Point placement records
□ □ □ □ □

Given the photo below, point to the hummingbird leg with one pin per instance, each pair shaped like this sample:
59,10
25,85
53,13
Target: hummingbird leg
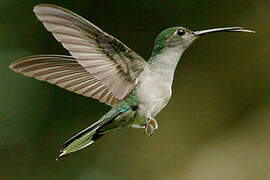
151,126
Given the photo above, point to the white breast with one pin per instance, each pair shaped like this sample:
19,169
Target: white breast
154,93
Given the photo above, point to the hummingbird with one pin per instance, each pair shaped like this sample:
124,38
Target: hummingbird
102,67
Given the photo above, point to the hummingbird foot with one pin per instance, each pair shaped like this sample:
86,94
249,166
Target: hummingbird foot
151,126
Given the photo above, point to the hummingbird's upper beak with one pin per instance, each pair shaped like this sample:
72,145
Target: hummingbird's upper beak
225,29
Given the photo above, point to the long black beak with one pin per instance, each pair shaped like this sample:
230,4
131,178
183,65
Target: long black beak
225,29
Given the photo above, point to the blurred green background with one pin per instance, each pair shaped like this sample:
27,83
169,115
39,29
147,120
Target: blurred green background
216,126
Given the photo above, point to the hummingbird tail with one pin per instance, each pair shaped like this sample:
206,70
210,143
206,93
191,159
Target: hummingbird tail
87,136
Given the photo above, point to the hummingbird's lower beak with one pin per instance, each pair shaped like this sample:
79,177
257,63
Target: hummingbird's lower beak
225,29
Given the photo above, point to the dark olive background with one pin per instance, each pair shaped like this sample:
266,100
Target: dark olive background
216,126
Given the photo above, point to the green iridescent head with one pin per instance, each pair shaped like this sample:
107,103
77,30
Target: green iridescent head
181,38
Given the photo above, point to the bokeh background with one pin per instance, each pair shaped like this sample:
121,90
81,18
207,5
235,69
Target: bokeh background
216,126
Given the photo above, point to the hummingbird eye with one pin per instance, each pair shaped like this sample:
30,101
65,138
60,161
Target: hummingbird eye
180,32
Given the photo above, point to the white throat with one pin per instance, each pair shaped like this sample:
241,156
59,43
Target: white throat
166,62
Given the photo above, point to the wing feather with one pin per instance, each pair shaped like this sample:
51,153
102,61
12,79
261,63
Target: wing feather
103,56
65,72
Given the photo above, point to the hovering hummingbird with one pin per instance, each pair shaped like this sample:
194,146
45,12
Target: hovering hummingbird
103,68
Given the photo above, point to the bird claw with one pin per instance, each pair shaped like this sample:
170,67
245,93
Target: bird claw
150,127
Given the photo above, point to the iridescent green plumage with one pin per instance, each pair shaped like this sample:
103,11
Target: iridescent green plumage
103,68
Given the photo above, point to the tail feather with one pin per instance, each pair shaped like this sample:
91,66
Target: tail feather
87,136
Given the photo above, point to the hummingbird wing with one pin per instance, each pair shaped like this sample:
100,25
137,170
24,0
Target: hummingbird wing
103,56
65,72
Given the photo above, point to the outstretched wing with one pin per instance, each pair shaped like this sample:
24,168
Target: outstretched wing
103,56
65,72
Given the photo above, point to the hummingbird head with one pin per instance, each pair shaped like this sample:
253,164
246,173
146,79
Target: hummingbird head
181,38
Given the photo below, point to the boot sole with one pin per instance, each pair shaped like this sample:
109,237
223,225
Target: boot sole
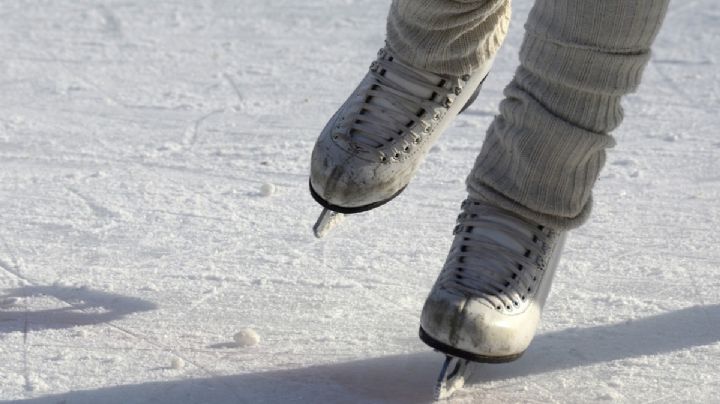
350,210
459,353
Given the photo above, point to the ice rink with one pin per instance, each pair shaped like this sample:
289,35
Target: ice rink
154,160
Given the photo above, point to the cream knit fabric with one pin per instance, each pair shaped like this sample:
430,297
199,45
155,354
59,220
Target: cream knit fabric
447,36
543,153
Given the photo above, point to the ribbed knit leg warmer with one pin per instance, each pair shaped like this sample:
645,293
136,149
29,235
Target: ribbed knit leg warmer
447,36
543,153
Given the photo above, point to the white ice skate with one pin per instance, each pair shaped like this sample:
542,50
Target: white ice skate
487,301
370,149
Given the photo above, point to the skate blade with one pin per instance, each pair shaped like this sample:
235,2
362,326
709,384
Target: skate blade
452,377
327,221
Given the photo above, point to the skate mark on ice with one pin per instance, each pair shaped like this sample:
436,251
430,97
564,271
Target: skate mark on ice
234,86
408,378
81,307
99,210
113,25
192,133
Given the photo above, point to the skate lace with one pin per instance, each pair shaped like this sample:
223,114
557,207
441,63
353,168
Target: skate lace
394,114
481,266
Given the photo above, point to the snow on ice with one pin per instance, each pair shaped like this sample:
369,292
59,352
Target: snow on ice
142,145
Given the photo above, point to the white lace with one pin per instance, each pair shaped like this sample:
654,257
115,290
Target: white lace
401,106
496,256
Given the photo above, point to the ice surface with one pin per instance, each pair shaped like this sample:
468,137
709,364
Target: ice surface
135,139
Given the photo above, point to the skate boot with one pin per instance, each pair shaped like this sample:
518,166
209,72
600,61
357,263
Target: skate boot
370,149
487,300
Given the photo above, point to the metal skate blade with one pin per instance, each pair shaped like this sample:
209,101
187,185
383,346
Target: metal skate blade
452,377
327,221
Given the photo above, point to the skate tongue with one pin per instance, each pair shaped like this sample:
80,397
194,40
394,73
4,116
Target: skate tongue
408,86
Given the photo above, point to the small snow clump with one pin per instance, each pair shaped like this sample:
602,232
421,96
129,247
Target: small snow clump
246,338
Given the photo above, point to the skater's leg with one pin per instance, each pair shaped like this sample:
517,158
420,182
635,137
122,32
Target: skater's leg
447,36
544,151
534,176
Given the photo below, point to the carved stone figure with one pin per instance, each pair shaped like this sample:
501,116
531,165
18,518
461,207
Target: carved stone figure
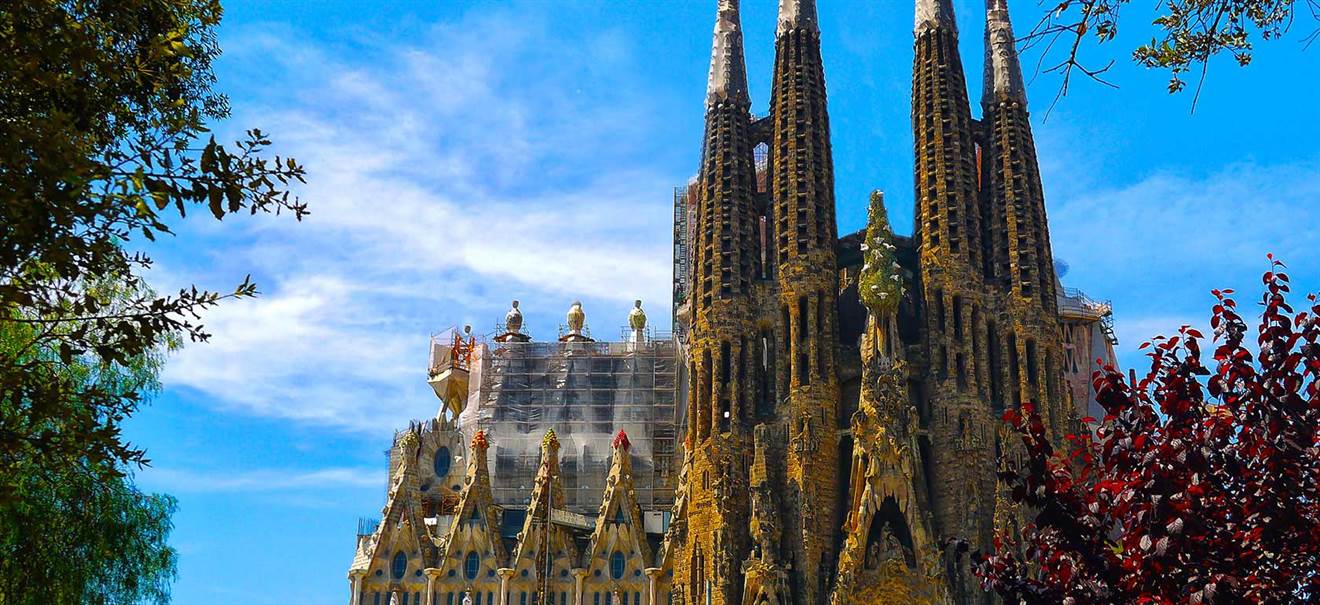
514,320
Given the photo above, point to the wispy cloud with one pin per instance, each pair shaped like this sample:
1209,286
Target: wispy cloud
1158,246
444,180
263,480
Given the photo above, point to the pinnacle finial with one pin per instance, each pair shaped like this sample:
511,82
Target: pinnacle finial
935,13
727,68
797,15
1003,71
576,317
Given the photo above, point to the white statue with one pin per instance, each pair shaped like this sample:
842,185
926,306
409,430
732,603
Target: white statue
576,317
514,320
636,317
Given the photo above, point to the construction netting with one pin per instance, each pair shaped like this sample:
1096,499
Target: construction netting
588,392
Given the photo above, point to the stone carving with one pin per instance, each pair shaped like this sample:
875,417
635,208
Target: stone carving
636,317
514,320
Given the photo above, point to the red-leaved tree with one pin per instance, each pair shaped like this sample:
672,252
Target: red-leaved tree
1197,486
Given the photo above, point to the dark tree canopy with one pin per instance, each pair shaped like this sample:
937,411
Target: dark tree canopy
1199,486
104,107
103,112
1186,33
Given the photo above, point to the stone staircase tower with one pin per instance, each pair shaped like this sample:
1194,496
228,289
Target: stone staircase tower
712,542
953,293
1019,259
803,210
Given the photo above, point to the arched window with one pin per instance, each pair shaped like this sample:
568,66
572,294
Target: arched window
442,461
617,564
400,566
471,566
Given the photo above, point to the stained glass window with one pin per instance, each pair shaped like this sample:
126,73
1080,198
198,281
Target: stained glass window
471,567
400,566
617,564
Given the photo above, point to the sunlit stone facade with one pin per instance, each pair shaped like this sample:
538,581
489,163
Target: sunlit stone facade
804,447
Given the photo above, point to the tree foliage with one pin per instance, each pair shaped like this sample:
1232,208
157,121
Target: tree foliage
81,533
104,107
1197,486
1188,33
103,138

□ □ □ □ □

Rewrite all of the records above as a Markdown table with the columns Row and Line, giving each line a row number and skipping any blank lines. Leave the pictures out of the table.

- Final answer:
| Row | Line |
|---|---|
| 1 | Given the photo below, point to the hummingbird leg with one pin per instance, each pair shaped like this sample: |
| 2 | 59,10 |
| 3 | 25,85 |
| 4 | 53,13 |
| 5 | Target: hummingbird leg |
| 6 | 151,126 |
| 7 | Given the photo above, point to the white breast with one pin per instance, each pair shaped like this sample: |
| 8 | 19,169 |
| 9 | Target: white breast |
| 10 | 154,93 |
| 11 | Given the photo above, point to the hummingbird with one pin per instance, each pair shaped like this sample: |
| 12 | 124,38 |
| 13 | Target: hummingbird |
| 14 | 102,67 |
| 15 | Given the photo above, point to the hummingbird foot with one pin per instance, each pair shaped like this sample: |
| 16 | 86,94 |
| 17 | 249,166 |
| 18 | Target: hummingbird foot |
| 19 | 151,126 |
| 20 | Given the photo above, point to the hummingbird's upper beak with one pin per instance, each pair shaped like this sample: |
| 21 | 72,145 |
| 22 | Target: hummingbird's upper beak |
| 23 | 225,29 |
| 24 | Given the photo above, point to the long black beak with one pin per instance, each pair shaped like this sample: |
| 25 | 230,4 |
| 26 | 131,178 |
| 27 | 183,65 |
| 28 | Target: long black beak |
| 29 | 225,29 |
| 30 | Given the photo above, point to the blurred green background with one pin per instance, each pair shaped like this sample: |
| 31 | 27,83 |
| 32 | 169,115 |
| 33 | 39,29 |
| 34 | 147,120 |
| 35 | Target: blurred green background |
| 36 | 216,126 |
| 37 | Given the photo above, point to the hummingbird tail with one pin per instance, each pair shaped like this sample: |
| 38 | 206,70 |
| 39 | 210,143 |
| 40 | 206,93 |
| 41 | 191,159 |
| 42 | Target: hummingbird tail |
| 43 | 87,136 |
| 44 | Given the photo above, point to the hummingbird's lower beak with one pin per instance, each pair shaped like this sample: |
| 45 | 79,177 |
| 46 | 257,63 |
| 47 | Target: hummingbird's lower beak |
| 48 | 225,29 |
| 49 | Given the photo above, point to the dark olive background with one pin per instance, each pair shaped like this sample: |
| 50 | 266,100 |
| 51 | Target: dark olive background |
| 52 | 216,126 |
| 53 | Given the photo above, point to the green iridescent head with one pin per instance, each pair shaped like this sample: |
| 54 | 107,103 |
| 55 | 77,30 |
| 56 | Target: green iridescent head |
| 57 | 181,38 |
| 58 | Given the photo above, point to the bokeh background with one pin per instance, each pair shaped like this sample: |
| 59 | 121,90 |
| 60 | 81,18 |
| 61 | 207,5 |
| 62 | 235,69 |
| 63 | Target: bokeh background |
| 64 | 216,126 |
| 65 | Given the photo above, point to the hummingbird eye with one pin per instance, each pair shaped like this sample: |
| 66 | 30,101 |
| 67 | 65,138 |
| 68 | 60,161 |
| 69 | Target: hummingbird eye |
| 70 | 180,32 |
| 71 | Given the photo above, point to the white throat with one pin per instance, each pair shaped like this sample: |
| 72 | 241,156 |
| 73 | 59,43 |
| 74 | Target: white throat |
| 75 | 166,62 |
| 76 | Given the photo above, point to the wing feather with one pin per instance, each pair shaped like this sample: |
| 77 | 51,153 |
| 78 | 102,61 |
| 79 | 12,79 |
| 80 | 261,63 |
| 81 | Target: wing feather |
| 82 | 103,56 |
| 83 | 65,72 |
| 84 | Given the photo above, point to the hovering hummingbird with one pin per instance, each pair shaped like this sample: |
| 85 | 194,146 |
| 86 | 45,12 |
| 87 | Target: hovering hummingbird |
| 88 | 103,68 |
| 89 | Given the photo above, point to the bird claw with one pin per instance, each pair shaped like this sample: |
| 90 | 170,67 |
| 91 | 245,93 |
| 92 | Target: bird claw |
| 93 | 150,127 |
| 94 | Given the photo above, point to the iridescent green plumage with one pin per instance, each pair shaped like this sample: |
| 95 | 103,11 |
| 96 | Target: iridescent green plumage |
| 97 | 103,68 |
| 98 | Given the photo above, point to the tail feather with one pin per instance, each pair shaped like this sample: |
| 99 | 91,66 |
| 100 | Target: tail feather |
| 101 | 87,136 |
| 102 | Given the photo above, point to the hummingbird wing with one pin per instance, each pair shaped like this sample: |
| 103 | 100,25 |
| 104 | 137,170 |
| 105 | 24,0 |
| 106 | Target: hummingbird wing |
| 107 | 103,56 |
| 108 | 65,72 |
| 109 | Given the photo above, point to the outstretched wing with one pin per instance, each pair shaped like this sample: |
| 110 | 24,168 |
| 111 | Target: outstretched wing |
| 112 | 103,56 |
| 113 | 65,72 |
| 114 | Given the photo above, point to the hummingbird head with one pin per instance, each pair shaped like this sample: |
| 115 | 253,164 |
| 116 | 246,173 |
| 117 | 146,79 |
| 118 | Target: hummingbird head |
| 119 | 181,38 |
| 120 | Given the photo below, point to the boot sole with one pin per instance, each pair shaped like this sample: |
| 121 | 109,237 |
| 122 | 223,225 |
| 123 | Target: boot sole |
| 124 | 350,210 |
| 125 | 459,353 |
| 126 | Given the photo above, point to the ice rink with one pin per instance, each pair shaped like this sample: |
| 127 | 289,35 |
| 128 | Target: ice rink |
| 129 | 154,160 |
| 130 | Given the photo above, point to the cream knit fabric with one pin per instance, each pair shaped like this sample: |
| 131 | 430,297 |
| 132 | 199,45 |
| 133 | 155,354 |
| 134 | 59,220 |
| 135 | Target: cream knit fabric |
| 136 | 447,36 |
| 137 | 543,153 |
| 138 | Given the photo above, point to the ribbed knit leg warmer with one pin per instance, each pair shaped like this sample: |
| 139 | 645,293 |
| 140 | 136,149 |
| 141 | 29,235 |
| 142 | Target: ribbed knit leg warmer |
| 143 | 447,36 |
| 144 | 543,153 |
| 145 | Given the photo above, point to the white ice skate with one pin per instance, each pair shaped like this sample: |
| 146 | 542,50 |
| 147 | Target: white ice skate |
| 148 | 487,301 |
| 149 | 370,149 |
| 150 | Given the photo above, point to the skate blade with one pin per instance, each pair shaped like this sample: |
| 151 | 235,2 |
| 152 | 362,326 |
| 153 | 709,384 |
| 154 | Target: skate blade |
| 155 | 452,377 |
| 156 | 327,221 |
| 157 | Given the photo above, point to the skate mark on ice with one pin per instance, each pair shaped like this sample: |
| 158 | 436,251 |
| 159 | 430,97 |
| 160 | 564,271 |
| 161 | Target: skate mark on ice |
| 162 | 234,86 |
| 163 | 408,378 |
| 164 | 81,307 |
| 165 | 99,210 |
| 166 | 113,25 |
| 167 | 192,133 |
| 168 | Given the photo above, point to the skate lace with one pin per instance, each pair shaped like this sample: |
| 169 | 223,114 |
| 170 | 557,207 |
| 171 | 441,63 |
| 172 | 353,168 |
| 173 | Target: skate lace |
| 174 | 394,114 |
| 175 | 481,266 |
| 176 | Given the photo above, point to the snow on ice with one pin per instance, each pair shaped like this sample: |
| 177 | 369,292 |
| 178 | 59,352 |
| 179 | Target: snow on ice |
| 180 | 142,145 |
| 181 | Given the photo above, point to the white lace with one pin per instance, each pair shaped like this sample: |
| 182 | 654,257 |
| 183 | 115,290 |
| 184 | Target: white lace |
| 185 | 401,106 |
| 186 | 496,256 |
| 187 | Given the photo above, point to the ice surface with one pin per instance, each pair shaped like this sample: |
| 188 | 468,137 |
| 189 | 709,364 |
| 190 | Target: ice surface |
| 191 | 135,139 |
| 192 | Given the photo above, point to the skate boot with one pin per instance, each pair shaped like this sample: |
| 193 | 518,166 |
| 194 | 209,72 |
| 195 | 600,61 |
| 196 | 357,263 |
| 197 | Target: skate boot |
| 198 | 370,149 |
| 199 | 487,300 |
| 200 | Given the photo above, point to the metal skate blade with one pin per instance, each pair shaped like this sample: |
| 201 | 209,101 |
| 202 | 187,185 |
| 203 | 383,346 |
| 204 | Target: metal skate blade |
| 205 | 452,377 |
| 206 | 327,221 |
| 207 | Given the photo above, point to the skate tongue with one pin per instance, each pair shaped like this sample: |
| 208 | 80,397 |
| 209 | 194,40 |
| 210 | 394,73 |
| 211 | 4,116 |
| 212 | Target: skate tongue |
| 213 | 408,86 |
| 214 | Given the photo above, point to the small snow clump with one pin per instance, each pair shaped like this sample: |
| 215 | 602,232 |
| 216 | 421,96 |
| 217 | 129,247 |
| 218 | Target: small snow clump |
| 219 | 246,338 |
| 220 | Given the photo above, point to the skater's leg with one pin per instance, each pair shaped like this sample: |
| 221 | 517,158 |
| 222 | 420,182 |
| 223 | 635,137 |
| 224 | 122,32 |
| 225 | Target: skater's leg |
| 226 | 447,36 |
| 227 | 544,151 |
| 228 | 534,176 |
| 229 | Given the photo below, point to the carved stone figure with one pin per instance, each pair shaped like this sample: |
| 230 | 501,116 |
| 231 | 531,165 |
| 232 | 18,518 |
| 233 | 461,207 |
| 234 | Target: carved stone figure |
| 235 | 514,320 |
| 236 | Given the photo above, point to the wispy cloud with one pin per instance, each pair shaped like this sample: |
| 237 | 1209,286 |
| 238 | Target: wispy cloud |
| 239 | 1158,246 |
| 240 | 444,180 |
| 241 | 263,480 |
| 242 | Given the photo above, point to the pinnacle finial with one pin per instance, each pair shaped like this sample: |
| 243 | 511,82 |
| 244 | Target: pinnacle finial |
| 245 | 935,13 |
| 246 | 727,68 |
| 247 | 797,15 |
| 248 | 1003,71 |
| 249 | 576,317 |
| 250 | Given the photo above, point to the white statue with one pin per instance, each pair shaped like this sample: |
| 251 | 842,185 |
| 252 | 926,306 |
| 253 | 409,430 |
| 254 | 732,603 |
| 255 | Target: white statue |
| 256 | 576,317 |
| 257 | 514,320 |
| 258 | 636,317 |
| 259 | Given the photo above, point to the construction netting with one pin per instance, each pair shaped like this sample: |
| 260 | 1096,499 |
| 261 | Target: construction netting |
| 262 | 588,392 |
| 263 | Given the photo above, point to the stone carving with one pin per instance, each pair shaped like this sample: |
| 264 | 875,417 |
| 265 | 635,208 |
| 266 | Target: stone carving |
| 267 | 636,317 |
| 268 | 514,320 |
| 269 | Given the photo above, point to the red-leaved tree with one pin per instance, each pair shaped like this sample: |
| 270 | 672,252 |
| 271 | Target: red-leaved tree |
| 272 | 1197,486 |
| 273 | Given the photo above, point to the dark tree canopy with one pin per instance, each pair shaped like this sample: |
| 274 | 937,411 |
| 275 | Target: dark tree canopy |
| 276 | 1199,486 |
| 277 | 104,107 |
| 278 | 103,112 |
| 279 | 1186,33 |
| 280 | Given the photo above, point to the stone staircase tower with one pin per instance, each pair shaped like this sample: |
| 281 | 1194,496 |
| 282 | 228,289 |
| 283 | Target: stone staircase tower |
| 284 | 712,542 |
| 285 | 953,293 |
| 286 | 1019,259 |
| 287 | 803,210 |
| 288 | Given the photo above, point to the arched window with one pin per instance, each pair shaped like this sample: |
| 289 | 568,66 |
| 290 | 572,294 |
| 291 | Target: arched window |
| 292 | 442,461 |
| 293 | 617,564 |
| 294 | 400,566 |
| 295 | 471,566 |
| 296 | Given the photo above, point to the stained glass window with one pin per instance, each pair shaped like this sample: |
| 297 | 126,73 |
| 298 | 1080,198 |
| 299 | 198,281 |
| 300 | Target: stained glass window |
| 301 | 471,567 |
| 302 | 400,566 |
| 303 | 617,564 |
| 304 | Given the photo above, point to the sunlit stone facade with one pin per instance, each pair shaped like this sample: |
| 305 | 538,581 |
| 306 | 489,163 |
| 307 | Target: sunlit stone facade |
| 308 | 804,447 |
| 309 | Given the photo above, point to the tree foliage with one pin per instance, each pair shaped like this sample: |
| 310 | 1232,208 |
| 311 | 157,121 |
| 312 | Target: tree foliage |
| 313 | 81,533 |
| 314 | 104,107 |
| 315 | 1197,486 |
| 316 | 1188,33 |
| 317 | 103,138 |